George Wilson Malone (August 7, 1890 – May 19, 1961) was an American civil engineer and Republican politician.

Early life
Malone was born in Fredonia, Kansas. As a young man he moved to Reno, Nevada and worked as a civil and hydraulic engineer there while he was attending the University of Nevada, Reno.

Military service
Malone graduated from college in 1917, and he enlisted in the military when the United States entered World War I. At first, he served in the artillery, but he eventually became a regimental intelligence officer and served in England and France until 1919.

Civilian career
Malone then returned to work in engineering. He served as the state engineer of Nevada from 1927 to 1935.

Political career
Malone entered politics in 1934 when he made his first attempt to be elected to the United States Senate from Nevada. He was defeated by the Democratic incumbent Key Pittman, receiving 33 percent of the vote. During World War II Malone worked for the Senate as an engineering consultant on war materials. Malone ran again for a seat in the United States Senate in 1944, this time against Democratic incumbent Pat McCarran. Malone was defeated again, receiving 41 percent of the vote.
++++++
§ WORK TO COMPLETE:
- 1) Do these statements agree with the George Wilson Malone biography? Answer yes or no for each and quote the words of the biography that decide it. (a) Malone was born in Reno, Nevada. (b) Malone was Nevada's state engineer from 1927 to 1935. (c) In his 1944 Senate race, Malone received 33 percent of the vote.
- 2) Write a continuation of the George Wilson Malone biography, beginning after its final sentence.
++++++
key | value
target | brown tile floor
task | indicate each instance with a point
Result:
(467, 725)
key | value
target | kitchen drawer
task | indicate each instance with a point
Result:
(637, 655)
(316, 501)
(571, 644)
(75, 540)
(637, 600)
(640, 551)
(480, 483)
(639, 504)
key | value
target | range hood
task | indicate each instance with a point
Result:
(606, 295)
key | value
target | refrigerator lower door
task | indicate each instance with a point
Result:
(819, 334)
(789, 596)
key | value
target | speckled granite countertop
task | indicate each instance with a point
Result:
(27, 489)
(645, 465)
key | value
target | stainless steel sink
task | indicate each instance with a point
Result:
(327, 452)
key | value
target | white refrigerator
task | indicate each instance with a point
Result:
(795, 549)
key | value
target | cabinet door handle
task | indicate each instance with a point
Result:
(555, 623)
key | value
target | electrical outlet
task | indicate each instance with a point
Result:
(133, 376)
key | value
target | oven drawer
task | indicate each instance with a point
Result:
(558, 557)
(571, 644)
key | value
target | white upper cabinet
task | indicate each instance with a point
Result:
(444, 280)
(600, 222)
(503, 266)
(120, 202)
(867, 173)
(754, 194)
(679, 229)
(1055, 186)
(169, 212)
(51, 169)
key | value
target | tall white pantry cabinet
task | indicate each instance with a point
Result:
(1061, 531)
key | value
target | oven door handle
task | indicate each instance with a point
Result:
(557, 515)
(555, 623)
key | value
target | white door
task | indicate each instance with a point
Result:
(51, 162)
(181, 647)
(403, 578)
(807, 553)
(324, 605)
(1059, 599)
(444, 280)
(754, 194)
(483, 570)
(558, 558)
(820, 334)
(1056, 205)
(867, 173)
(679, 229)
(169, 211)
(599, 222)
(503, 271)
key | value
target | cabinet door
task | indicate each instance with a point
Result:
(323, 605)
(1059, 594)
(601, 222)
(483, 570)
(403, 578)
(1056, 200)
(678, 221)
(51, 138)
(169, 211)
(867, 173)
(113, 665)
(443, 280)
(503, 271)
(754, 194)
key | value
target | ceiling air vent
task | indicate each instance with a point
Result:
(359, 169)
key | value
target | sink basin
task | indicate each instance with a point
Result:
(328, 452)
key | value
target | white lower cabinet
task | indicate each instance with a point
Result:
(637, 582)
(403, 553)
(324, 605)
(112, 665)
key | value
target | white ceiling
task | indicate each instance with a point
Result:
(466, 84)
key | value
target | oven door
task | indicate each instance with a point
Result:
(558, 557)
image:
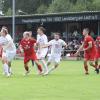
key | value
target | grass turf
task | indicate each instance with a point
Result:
(67, 82)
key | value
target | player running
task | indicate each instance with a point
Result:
(56, 48)
(27, 45)
(97, 52)
(42, 52)
(8, 51)
(88, 46)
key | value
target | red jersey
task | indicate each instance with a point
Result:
(86, 41)
(27, 46)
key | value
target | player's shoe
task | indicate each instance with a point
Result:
(97, 71)
(26, 73)
(40, 72)
(86, 73)
(46, 73)
(8, 75)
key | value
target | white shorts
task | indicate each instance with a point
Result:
(9, 55)
(41, 54)
(55, 59)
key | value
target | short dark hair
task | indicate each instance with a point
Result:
(42, 29)
(57, 33)
(87, 29)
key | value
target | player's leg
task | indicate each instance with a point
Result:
(44, 65)
(9, 64)
(38, 66)
(34, 58)
(93, 58)
(26, 68)
(92, 64)
(86, 66)
(10, 57)
(53, 67)
(5, 65)
(56, 61)
(32, 62)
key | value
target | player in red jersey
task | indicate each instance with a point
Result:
(88, 46)
(97, 51)
(27, 45)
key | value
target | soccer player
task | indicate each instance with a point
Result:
(88, 46)
(42, 52)
(8, 51)
(27, 45)
(56, 48)
(30, 34)
(97, 52)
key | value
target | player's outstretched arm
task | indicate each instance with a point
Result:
(45, 46)
(20, 48)
(89, 46)
(81, 47)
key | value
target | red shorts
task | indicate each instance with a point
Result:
(97, 55)
(31, 57)
(89, 56)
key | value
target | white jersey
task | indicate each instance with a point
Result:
(42, 40)
(8, 43)
(56, 47)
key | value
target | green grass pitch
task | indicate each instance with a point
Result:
(67, 82)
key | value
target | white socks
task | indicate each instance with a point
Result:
(51, 69)
(6, 69)
(45, 65)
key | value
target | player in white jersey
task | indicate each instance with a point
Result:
(56, 49)
(42, 52)
(9, 50)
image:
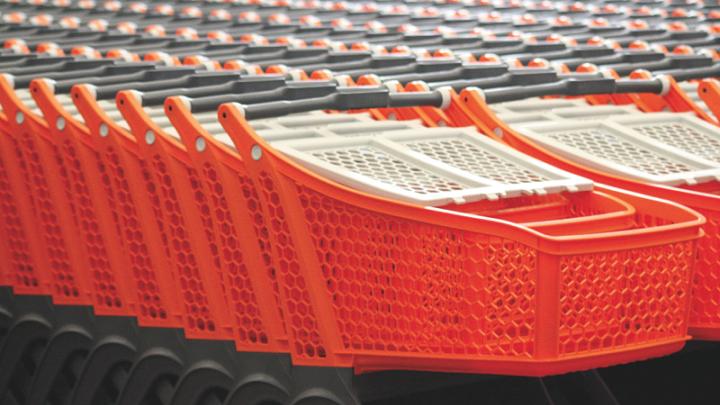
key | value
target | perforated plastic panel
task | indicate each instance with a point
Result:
(431, 166)
(681, 131)
(377, 164)
(470, 157)
(617, 149)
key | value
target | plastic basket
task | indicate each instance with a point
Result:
(704, 198)
(384, 285)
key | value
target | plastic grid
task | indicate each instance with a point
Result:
(605, 143)
(376, 164)
(614, 147)
(689, 134)
(471, 158)
(603, 305)
(431, 166)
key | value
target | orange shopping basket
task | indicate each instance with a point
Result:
(382, 284)
(478, 108)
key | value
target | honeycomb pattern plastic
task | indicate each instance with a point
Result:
(602, 306)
++++++
§ ANSWER LIST:
- 1)
(a) No: "Malone was born in Fredonia, Kansas."
(b) Yes: "He served as the state engineer of Nevada from 1927 to 1935."
(c) No: "Malone was defeated again, receiving 41 percent of the vote."

- 2)
Malone successfully campaigned for a seat in the Senate in 1946. He defeated the Democratic candidate, former Senator Berkeley L. Bunker, receiving 55 percent of the vote. Malone was reelected to the Senate in 1952, receiving 51 percent of the vote. He was defeated for re-election in 1958 by Democrat Howard W. Cannon, receiving 42 percent of the vote. He served in the Senate from 1947 to 1959.

Retirement
Malone continued to live in Washington, D.C. until his death, working as an engineering consultant. He made a final political campaign in 1960, for a seat in the United States House of Representatives from Nevada, but was defeated. Malone is buried in Arlington National Cemetery.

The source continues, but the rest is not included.